## What the exercise asks
Transcribe the following records in full, exactly as shown.

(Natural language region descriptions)
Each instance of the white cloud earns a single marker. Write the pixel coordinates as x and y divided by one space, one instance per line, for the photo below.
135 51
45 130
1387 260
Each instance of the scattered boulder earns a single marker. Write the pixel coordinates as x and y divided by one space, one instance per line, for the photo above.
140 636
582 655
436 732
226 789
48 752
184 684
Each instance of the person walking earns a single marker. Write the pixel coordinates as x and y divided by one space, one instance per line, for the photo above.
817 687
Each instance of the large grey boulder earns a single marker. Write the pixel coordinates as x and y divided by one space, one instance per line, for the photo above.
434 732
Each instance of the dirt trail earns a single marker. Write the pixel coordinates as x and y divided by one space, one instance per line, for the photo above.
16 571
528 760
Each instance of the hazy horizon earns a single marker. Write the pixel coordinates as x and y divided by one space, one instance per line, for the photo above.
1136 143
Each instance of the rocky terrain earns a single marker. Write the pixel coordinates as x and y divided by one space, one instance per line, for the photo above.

## Solution for this task
Each instance of the white cloud earns a single marker. Write the pixel coordinates as x and y divided by one space, one instance per line, for the photo below.
135 51
45 130
1387 260
Each instance of the scattered boulder earns a single marker. Write the pixel coordinates as x and y divided by one space, one instance per line, for the photo above.
140 636
582 655
436 732
226 789
48 752
184 684
Each instance of the person walking earns a single marker. Write the pixel coordinates as x and y divided by one space, one instance per line, for the photo above.
817 687
Each instance of the large grey boulder earns a single marker. Write the pixel coordinates as x and y divided by one space, one instance per line, for the photo above.
434 732
Each instance of the dirt trail earns a single marker. Write the pixel coordinates as x and y divided by one space, one instance per line, for the photo above.
16 571
528 760
Each instance of the hazy horizon earns a single marker. Write the pixel coordinates as x and y divided by one space, one instance per line, for the photo above.
1136 143
Each instance of the rocky terrain earns a single marker. Write the pixel coordinates as x and y divided by one space, one instance per line, for the photo above.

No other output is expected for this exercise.